──────── Excerpted data ────────

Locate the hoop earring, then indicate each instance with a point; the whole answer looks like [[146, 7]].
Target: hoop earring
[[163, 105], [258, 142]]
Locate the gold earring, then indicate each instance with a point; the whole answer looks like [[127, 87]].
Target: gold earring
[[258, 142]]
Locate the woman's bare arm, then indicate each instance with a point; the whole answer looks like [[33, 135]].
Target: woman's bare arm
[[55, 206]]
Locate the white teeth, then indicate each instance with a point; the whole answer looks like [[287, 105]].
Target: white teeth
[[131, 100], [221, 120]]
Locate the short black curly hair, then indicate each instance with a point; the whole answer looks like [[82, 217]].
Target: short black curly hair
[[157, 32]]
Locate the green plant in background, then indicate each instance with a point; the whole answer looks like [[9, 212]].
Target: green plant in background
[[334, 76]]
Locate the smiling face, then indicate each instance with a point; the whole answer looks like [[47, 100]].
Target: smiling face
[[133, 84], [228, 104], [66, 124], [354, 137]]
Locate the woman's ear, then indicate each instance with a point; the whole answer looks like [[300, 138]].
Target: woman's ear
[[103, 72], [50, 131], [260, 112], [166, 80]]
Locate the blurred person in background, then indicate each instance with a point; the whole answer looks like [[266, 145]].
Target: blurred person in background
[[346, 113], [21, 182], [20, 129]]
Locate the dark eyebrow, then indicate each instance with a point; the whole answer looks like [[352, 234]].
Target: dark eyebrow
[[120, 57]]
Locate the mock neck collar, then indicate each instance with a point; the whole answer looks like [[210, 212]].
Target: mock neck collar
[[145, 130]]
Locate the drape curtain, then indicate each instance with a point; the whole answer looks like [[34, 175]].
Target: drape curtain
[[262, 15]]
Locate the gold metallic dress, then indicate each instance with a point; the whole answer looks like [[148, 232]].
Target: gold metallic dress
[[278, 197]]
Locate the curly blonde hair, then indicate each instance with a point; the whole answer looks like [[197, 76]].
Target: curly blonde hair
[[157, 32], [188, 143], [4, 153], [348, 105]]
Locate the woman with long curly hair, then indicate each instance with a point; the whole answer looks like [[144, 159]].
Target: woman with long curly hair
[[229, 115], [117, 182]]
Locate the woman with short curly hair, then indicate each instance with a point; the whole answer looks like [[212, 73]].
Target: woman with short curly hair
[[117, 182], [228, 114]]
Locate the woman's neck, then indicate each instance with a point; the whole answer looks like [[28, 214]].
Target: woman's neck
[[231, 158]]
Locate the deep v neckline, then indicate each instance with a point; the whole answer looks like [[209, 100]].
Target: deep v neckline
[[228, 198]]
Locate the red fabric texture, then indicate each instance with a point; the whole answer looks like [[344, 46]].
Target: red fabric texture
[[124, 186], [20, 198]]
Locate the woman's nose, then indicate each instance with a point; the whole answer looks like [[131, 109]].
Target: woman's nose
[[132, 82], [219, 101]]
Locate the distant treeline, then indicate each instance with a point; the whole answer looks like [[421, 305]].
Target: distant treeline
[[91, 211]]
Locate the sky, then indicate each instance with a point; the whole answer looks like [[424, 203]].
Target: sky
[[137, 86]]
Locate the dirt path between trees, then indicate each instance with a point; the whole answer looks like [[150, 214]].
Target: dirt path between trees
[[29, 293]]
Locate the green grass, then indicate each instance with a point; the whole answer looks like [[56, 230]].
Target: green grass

────────

Arrange every line of the records above as a numbered list, leaving out any blank lines.

**Response**
1. Locate the hoop earring, then indicate each instance with a point; the whole answer looks like [[146, 7]].
2. Target: hoop earring
3. [[163, 105], [258, 142]]
4. Locate the gold earring, then indicate each instance with a point; the whole answer looks like [[127, 87]].
5. Target: gold earring
6. [[258, 142]]
7. Locate the woman's bare arm, then indicate each instance with a point; the whole answer looks like [[33, 135]].
8. Target: woman's bare arm
9. [[55, 206]]
10. Locate the white teeth, then indicate each instance with a point; the whole answer looks like [[287, 105]].
11. Target: white teeth
12. [[131, 100], [221, 120]]
13. Locate the short black curly hair, then indicate each instance with a point; the whole answer looks like [[82, 217]].
14. Target: short black curly hair
15. [[157, 32]]
16. Locate the green plant in background, then indicate each instance with a point; the whole answer looks like [[9, 212]].
17. Target: green plant in background
18. [[334, 76]]
19. Locate the smiling face, then indicate each instance with a point; the whole answer looks like [[47, 100]].
20. Target: smiling face
21. [[133, 84], [228, 104], [66, 124], [354, 137]]
22. Locate the woman's ear, then indicate each instance with a point; the whole answer looks like [[300, 138]].
23. Target: woman's ear
24. [[103, 72], [50, 131], [260, 112], [166, 80]]
25. Locate the blurred person in background, then indicate each instance with a point; the whole answer looks like [[266, 145]].
26. Target: blurred person in background
27. [[346, 113], [21, 182], [20, 129]]
28. Locate the dark eyebrow, then indicate each instance with a point; the whole answer looks like [[352, 234]].
29. Target: dark eyebrow
30. [[120, 57]]
31. Locate the mock neck collar, then indicate each instance with a point; the whole answer looks like [[210, 212]].
32. Target: mock neck collar
33. [[145, 130]]
34. Locate the drape curtain, then indicate each instance with a point; the whole answer looks like [[34, 175]].
35. Target: drape curtain
36. [[262, 15]]
37. Locate the gold metallic dress, then indicate each instance with a point; the whole answer looks like [[148, 232]].
38. Target: gold metallic dress
39. [[278, 197]]
40. Locate the curly blonde hair, then indicate each instance with a point; the whole answer looks like [[197, 76]].
41. Target: curly blonde hair
42. [[157, 32], [188, 143], [4, 153], [348, 105]]
43. Locate the woman with long curly hair, then indicate each instance with a point; the whole answer looks like [[144, 159]].
44. Target: woman with long curly hair
45. [[229, 115], [117, 182]]
46. Locate the woman with short curly hair, then indicate each instance with a point; the whole answer looks like [[212, 73]].
47. Target: woman with short curly hair
48. [[117, 182], [228, 114]]
49. Locate the woman's neck, then indicate each instance with a point; the whole answer looks like [[28, 214]].
50. Target: woman's neck
51. [[231, 158]]
52. Locate the deep v neckline, then indicate each instance with a point; the whole answer looks like [[209, 100]].
53. Target: deep v neckline
54. [[228, 198]]
55. Locate the red fabric texture, then indicate each instance with a point; the whole answer looks like [[344, 46]].
56. Target: red fabric texture
57. [[124, 186], [20, 198]]
58. Locate the woman's nose, then indicate each instance with a point; the whole answer looks like [[131, 109]].
59. Target: woman's nose
60. [[132, 82], [219, 101]]
61. Locate the distant treeline, then indicate each instance with a point; the whole answer looks like [[421, 305]].
62. Target: distant treeline
63. [[91, 211]]
64. Locate the sky, then indicate each instance with a point; the whole answer looks like [[424, 203]].
65. Target: sky
66. [[137, 86]]
67. Locate the dirt path between trees, then indicate each instance with a point; the whole answer looks like [[150, 214]].
68. Target: dirt path between trees
69. [[29, 293]]
70. Locate the green grass, then indicate each instance with a point; the whole answer looks like [[56, 230]].
71. Target: green grass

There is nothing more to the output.